> **What is needed**
Write every entry out again, unchanged.

Stored data entries:
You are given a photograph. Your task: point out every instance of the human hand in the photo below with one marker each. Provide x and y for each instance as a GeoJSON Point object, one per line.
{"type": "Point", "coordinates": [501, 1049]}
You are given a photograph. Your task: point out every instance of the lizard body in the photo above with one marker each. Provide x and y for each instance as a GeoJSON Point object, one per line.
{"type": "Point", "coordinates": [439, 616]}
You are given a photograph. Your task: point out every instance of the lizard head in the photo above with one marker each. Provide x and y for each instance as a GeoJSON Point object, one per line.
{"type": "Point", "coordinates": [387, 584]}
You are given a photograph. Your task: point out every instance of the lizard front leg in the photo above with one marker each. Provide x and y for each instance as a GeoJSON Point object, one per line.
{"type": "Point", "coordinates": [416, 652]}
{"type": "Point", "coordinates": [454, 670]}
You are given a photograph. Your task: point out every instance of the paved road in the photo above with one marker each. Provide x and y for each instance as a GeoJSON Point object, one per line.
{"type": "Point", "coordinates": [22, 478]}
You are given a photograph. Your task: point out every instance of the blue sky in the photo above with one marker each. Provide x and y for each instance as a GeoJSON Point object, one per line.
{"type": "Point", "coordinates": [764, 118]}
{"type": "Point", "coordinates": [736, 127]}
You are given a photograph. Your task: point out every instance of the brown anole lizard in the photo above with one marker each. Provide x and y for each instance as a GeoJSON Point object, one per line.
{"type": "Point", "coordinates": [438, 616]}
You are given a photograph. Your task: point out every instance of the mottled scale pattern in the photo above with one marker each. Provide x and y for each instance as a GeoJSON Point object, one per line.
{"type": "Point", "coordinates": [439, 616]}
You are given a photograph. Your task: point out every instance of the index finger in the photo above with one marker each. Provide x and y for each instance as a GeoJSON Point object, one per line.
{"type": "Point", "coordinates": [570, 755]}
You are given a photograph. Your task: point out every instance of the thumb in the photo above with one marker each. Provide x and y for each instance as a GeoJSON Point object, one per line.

> **Output below**
You are given a photograph. Your task: point out every instance of the human hand in the photo below with one marker each. Provide x and y for each instance as a GeoJSON Point object, one per line.
{"type": "Point", "coordinates": [501, 1049]}
You are given a photograph. Your task: point out every instance of the lizard body in the photo above with one marker each. Provide x and y for each instance as a GeoJSON Point object, one per line.
{"type": "Point", "coordinates": [439, 616]}
You are given a photograph. Your task: point out every instance of the lizard head in the photo above with one marker each. Provide x and y for each instance as a GeoJSON Point object, one per line.
{"type": "Point", "coordinates": [387, 584]}
You are given a photograph. Your task: point out every instance of the lizard front leg in the photo above with one marker each. Provide x and y for each instance as a GeoJSON Point object, one per line.
{"type": "Point", "coordinates": [416, 652]}
{"type": "Point", "coordinates": [454, 670]}
You are given a photograph. Your task: point out every instance of the paved road in the photo above with one marker each. Provide x and y for each instance as a GeoJSON Point object, one per line.
{"type": "Point", "coordinates": [22, 478]}
You are given a photograph. Your task: point out every instance of the blue sky in the photo above with one marker each. Provide x and y for each instance as a GeoJSON Point object, one per line.
{"type": "Point", "coordinates": [764, 118]}
{"type": "Point", "coordinates": [736, 127]}
You are given a photograph. Your task: point out every instance of the brown anole lizard in the photo above with one marker each. Provide x and y for each instance as a GeoJSON Point object, one per line.
{"type": "Point", "coordinates": [438, 616]}
You are given a photograph. Your task: point out every instance of the mottled scale pattern in the photo above with one marker each. Provide x and y for each instance as a GeoJSON Point object, one per line.
{"type": "Point", "coordinates": [439, 616]}
You are given a photograph. Your task: point out every instance of the index finger in the photo above with one marker each. Provide x and y for each instance as a GeoJSON Point object, one per line.
{"type": "Point", "coordinates": [570, 755]}
You are given a photograph. Your task: point out every instance of the thumb in the photo above with one marker each. Provide x and y for each instance as a GeoJSON Point object, one per line.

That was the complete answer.